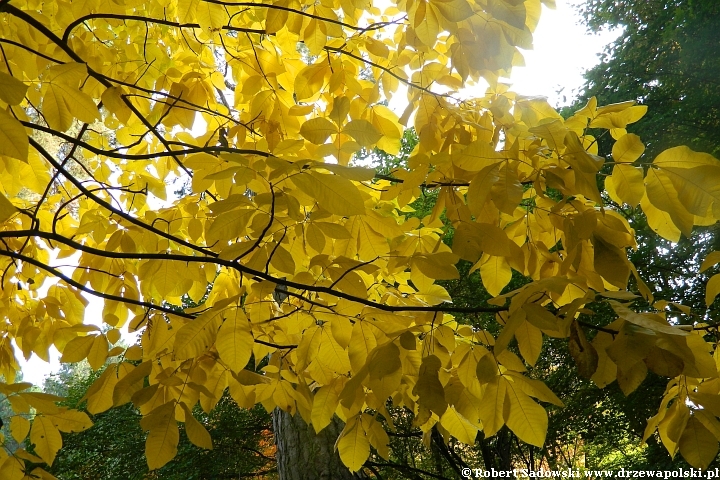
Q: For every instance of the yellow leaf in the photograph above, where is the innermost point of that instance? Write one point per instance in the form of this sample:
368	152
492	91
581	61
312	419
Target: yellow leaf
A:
477	157
495	273
480	187
197	335
235	341
210	15
660	221
12	90
77	349
458	426
317	130
353	445
453	10
98	352
524	417
428	387
196	432
130	383
100	393
631	376
7	209
698	445
71	421
46	438
331	354
529	339
325	401
12	469
163	437
491	409
19	428
627	149
362	131
585	356
13	138
334	193
712	259
377	435
628	184
712	289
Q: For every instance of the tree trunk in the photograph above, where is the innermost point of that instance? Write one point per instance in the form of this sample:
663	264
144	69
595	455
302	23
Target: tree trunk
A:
304	455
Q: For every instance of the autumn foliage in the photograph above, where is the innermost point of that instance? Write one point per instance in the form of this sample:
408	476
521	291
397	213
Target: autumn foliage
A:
295	255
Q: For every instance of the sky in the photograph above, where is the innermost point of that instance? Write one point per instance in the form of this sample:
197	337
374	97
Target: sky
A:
563	50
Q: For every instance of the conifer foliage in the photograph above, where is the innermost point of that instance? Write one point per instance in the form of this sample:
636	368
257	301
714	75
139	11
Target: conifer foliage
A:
306	265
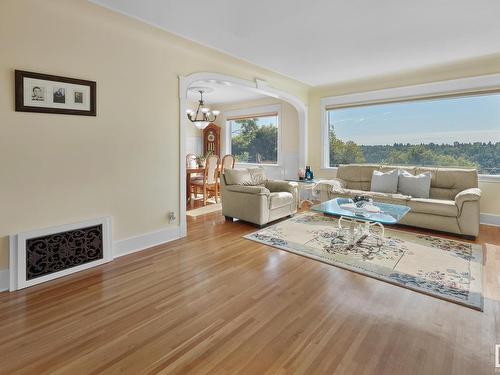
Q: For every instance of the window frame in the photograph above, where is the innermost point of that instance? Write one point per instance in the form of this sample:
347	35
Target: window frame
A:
248	112
442	89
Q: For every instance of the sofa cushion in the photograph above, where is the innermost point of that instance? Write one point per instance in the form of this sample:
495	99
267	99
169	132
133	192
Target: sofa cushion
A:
418	186
446	183
280	199
238	177
433	206
385	182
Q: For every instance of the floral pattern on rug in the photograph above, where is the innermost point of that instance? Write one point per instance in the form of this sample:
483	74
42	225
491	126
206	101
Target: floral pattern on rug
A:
459	249
447	269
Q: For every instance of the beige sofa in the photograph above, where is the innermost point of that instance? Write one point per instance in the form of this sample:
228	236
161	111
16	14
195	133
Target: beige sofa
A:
453	205
248	195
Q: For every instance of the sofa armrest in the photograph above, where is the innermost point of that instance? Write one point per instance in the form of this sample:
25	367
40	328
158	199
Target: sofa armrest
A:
331	185
248	189
468	195
279	185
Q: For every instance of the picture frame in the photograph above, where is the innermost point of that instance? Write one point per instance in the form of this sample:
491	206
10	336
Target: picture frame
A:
46	93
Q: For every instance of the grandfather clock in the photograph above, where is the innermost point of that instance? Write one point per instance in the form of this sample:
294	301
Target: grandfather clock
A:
211	139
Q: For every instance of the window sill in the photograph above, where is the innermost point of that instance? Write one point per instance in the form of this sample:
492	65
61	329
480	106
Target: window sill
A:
257	165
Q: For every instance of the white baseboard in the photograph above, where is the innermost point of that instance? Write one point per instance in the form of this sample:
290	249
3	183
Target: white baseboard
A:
490	219
144	241
123	247
4	280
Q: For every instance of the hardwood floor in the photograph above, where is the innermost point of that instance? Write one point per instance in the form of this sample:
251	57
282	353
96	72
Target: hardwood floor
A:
216	303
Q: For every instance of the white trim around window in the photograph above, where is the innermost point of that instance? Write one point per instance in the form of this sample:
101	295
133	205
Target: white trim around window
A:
428	90
276	108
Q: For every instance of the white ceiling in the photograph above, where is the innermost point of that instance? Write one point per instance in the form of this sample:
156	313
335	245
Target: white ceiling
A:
326	41
222	93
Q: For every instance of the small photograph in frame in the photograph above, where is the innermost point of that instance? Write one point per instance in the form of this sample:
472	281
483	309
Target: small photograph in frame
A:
44	93
37	93
59	95
78	97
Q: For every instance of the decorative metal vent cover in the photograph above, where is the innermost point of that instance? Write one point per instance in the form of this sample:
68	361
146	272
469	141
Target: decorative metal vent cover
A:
55	252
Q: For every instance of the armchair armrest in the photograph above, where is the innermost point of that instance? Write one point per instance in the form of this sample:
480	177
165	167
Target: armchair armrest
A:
248	189
279	185
468	195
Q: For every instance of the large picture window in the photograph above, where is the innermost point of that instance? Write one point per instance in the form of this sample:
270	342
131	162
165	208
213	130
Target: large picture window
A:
450	132
254	138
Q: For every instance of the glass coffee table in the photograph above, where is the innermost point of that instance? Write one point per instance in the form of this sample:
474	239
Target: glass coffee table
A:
360	221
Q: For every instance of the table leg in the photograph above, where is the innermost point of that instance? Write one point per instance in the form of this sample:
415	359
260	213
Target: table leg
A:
188	187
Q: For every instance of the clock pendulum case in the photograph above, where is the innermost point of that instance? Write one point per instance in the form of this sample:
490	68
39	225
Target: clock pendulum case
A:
211	139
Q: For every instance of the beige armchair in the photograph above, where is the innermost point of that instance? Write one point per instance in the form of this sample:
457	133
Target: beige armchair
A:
248	195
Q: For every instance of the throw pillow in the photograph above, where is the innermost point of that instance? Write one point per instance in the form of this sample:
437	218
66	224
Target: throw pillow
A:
258	175
237	177
385	182
415	186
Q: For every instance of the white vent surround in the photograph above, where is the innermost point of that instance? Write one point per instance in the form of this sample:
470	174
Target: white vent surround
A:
17	261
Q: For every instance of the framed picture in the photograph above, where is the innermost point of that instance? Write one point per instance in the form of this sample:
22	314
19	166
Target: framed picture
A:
37	92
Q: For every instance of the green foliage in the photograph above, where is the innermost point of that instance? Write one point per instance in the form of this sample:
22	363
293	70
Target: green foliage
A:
254	143
344	152
484	156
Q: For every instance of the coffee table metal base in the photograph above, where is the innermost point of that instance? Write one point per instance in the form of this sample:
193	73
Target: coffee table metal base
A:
359	230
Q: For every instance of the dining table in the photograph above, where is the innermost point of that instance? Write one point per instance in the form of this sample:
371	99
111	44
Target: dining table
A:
190	171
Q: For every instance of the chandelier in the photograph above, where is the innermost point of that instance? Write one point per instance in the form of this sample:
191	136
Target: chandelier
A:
202	116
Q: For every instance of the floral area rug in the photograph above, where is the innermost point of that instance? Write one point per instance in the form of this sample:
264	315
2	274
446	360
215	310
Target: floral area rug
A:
446	269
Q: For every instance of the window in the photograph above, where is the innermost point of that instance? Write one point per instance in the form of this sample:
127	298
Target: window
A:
254	138
454	131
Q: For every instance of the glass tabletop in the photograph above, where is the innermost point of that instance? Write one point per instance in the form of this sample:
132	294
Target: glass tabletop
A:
389	213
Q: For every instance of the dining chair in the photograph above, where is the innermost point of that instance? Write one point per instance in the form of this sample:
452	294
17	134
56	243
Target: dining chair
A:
208	183
228	162
190	161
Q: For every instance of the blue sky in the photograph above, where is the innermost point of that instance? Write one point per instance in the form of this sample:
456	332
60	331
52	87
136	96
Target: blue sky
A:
466	119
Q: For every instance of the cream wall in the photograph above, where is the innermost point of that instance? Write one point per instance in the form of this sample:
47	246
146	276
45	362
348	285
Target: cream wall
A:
58	169
490	202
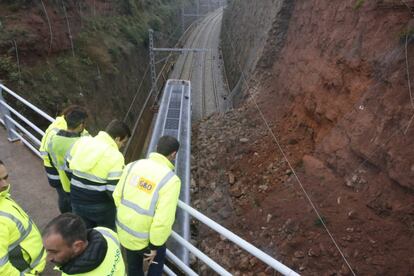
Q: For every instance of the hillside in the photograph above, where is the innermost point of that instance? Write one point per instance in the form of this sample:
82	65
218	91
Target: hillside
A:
321	135
94	53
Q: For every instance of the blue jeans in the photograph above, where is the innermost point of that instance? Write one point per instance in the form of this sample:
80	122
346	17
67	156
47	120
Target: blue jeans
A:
102	214
135	262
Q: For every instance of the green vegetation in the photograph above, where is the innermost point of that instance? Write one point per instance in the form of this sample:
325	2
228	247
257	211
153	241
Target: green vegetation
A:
110	54
8	68
358	4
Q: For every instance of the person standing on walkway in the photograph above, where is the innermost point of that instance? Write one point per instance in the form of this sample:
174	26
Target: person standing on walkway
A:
78	251
58	147
146	198
21	249
51	171
96	165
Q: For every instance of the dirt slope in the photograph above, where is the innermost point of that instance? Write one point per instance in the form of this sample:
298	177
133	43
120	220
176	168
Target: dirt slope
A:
336	98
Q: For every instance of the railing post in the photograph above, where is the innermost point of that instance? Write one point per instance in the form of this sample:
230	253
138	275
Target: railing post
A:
4	114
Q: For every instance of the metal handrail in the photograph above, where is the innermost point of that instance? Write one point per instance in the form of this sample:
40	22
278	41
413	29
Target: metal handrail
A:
26	135
238	240
27	103
8	120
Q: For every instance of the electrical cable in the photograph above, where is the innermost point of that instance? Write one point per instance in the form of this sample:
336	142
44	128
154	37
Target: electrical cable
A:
290	165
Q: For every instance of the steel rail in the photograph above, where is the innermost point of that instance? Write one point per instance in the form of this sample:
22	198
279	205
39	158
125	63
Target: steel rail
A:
238	240
27	121
180	264
27	103
211	263
24	130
-*-*-
**DIRECTIONS FOR THIS TASK**
Answer only with the count of lines in the records that include the string "cover".

**EXERCISE RESULT**
2